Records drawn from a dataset
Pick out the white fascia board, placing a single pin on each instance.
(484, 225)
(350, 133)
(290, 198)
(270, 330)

◆ SHORT PROBLEM
Write out every line of the data above word for word, keeping each character unchanged.

◆ TASK RESULT
Pick out the white fascia board, placing a single pin on each instance.
(484, 225)
(350, 133)
(290, 198)
(270, 330)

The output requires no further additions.